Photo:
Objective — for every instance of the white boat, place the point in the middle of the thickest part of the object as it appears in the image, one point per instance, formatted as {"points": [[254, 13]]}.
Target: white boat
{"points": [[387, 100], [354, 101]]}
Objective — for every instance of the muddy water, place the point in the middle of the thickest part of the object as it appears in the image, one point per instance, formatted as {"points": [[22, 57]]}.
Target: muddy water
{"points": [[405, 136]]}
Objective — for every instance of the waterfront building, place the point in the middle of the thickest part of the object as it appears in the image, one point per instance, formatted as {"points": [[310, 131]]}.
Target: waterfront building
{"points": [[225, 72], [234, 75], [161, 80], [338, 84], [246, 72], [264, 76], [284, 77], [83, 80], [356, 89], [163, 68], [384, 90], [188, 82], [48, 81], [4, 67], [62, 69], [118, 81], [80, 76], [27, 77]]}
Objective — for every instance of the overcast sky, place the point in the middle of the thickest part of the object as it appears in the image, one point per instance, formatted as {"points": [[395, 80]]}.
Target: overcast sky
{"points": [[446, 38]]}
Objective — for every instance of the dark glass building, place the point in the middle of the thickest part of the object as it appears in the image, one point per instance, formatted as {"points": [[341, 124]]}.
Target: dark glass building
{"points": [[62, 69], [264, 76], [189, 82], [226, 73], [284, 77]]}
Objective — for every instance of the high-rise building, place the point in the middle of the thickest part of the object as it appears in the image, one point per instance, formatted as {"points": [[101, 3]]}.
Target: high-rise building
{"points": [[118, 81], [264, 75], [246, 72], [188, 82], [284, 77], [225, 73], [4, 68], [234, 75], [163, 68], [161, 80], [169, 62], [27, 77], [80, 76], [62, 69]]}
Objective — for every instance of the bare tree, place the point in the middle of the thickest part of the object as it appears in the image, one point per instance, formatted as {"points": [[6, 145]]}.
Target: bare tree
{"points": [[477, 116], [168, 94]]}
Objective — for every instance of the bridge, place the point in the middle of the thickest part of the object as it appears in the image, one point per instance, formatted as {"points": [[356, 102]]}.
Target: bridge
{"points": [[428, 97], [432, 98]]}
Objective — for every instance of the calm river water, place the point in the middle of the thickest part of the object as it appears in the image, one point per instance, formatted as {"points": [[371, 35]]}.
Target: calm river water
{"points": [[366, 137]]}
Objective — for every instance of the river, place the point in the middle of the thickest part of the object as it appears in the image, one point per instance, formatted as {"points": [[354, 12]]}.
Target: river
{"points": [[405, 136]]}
────────────────────
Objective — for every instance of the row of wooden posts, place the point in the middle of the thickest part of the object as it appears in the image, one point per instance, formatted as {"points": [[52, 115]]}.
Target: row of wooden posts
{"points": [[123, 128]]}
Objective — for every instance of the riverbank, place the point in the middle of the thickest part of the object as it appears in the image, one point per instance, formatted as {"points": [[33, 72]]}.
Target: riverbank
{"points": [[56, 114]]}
────────────────────
#### [EXERCISE]
Please make an exact copy of the lines above from the line with "Target: overcast sky" through the line with "Objective — for every instance of the bridge, place", both ends included.

#### [SOLUTION]
Target: overcast sky
{"points": [[446, 38]]}
Objective — for every instance of the dark glass building, place the point in the middle of the thickest part of the object as it appears in the image, one point per instance, formatted as {"points": [[341, 124]]}.
Target: dark glass building
{"points": [[62, 69], [264, 76], [189, 82], [226, 73], [284, 77]]}
Objective — for every instance of the high-rise building, place the point in the middle of the thickest part of the object as it appears in the image, one point per instance, formatted as {"points": [[101, 3]]}.
Target: high-rise building
{"points": [[118, 81], [264, 75], [246, 72], [188, 82], [284, 77], [225, 73], [4, 68], [234, 75], [163, 68], [161, 80], [169, 62], [27, 77], [80, 76], [62, 69]]}
Objective — for every instance of the bare tree, place the point in the middle of the thickest part of the object as it appears in the image, one point per instance, formatted as {"points": [[6, 145]]}.
Target: bare tree
{"points": [[477, 116], [168, 94]]}
Objective — for every instance of the bridge, place the point in the middle of the thickest part of the object as it appears in the image, one point per instance, formatted as {"points": [[356, 102]]}.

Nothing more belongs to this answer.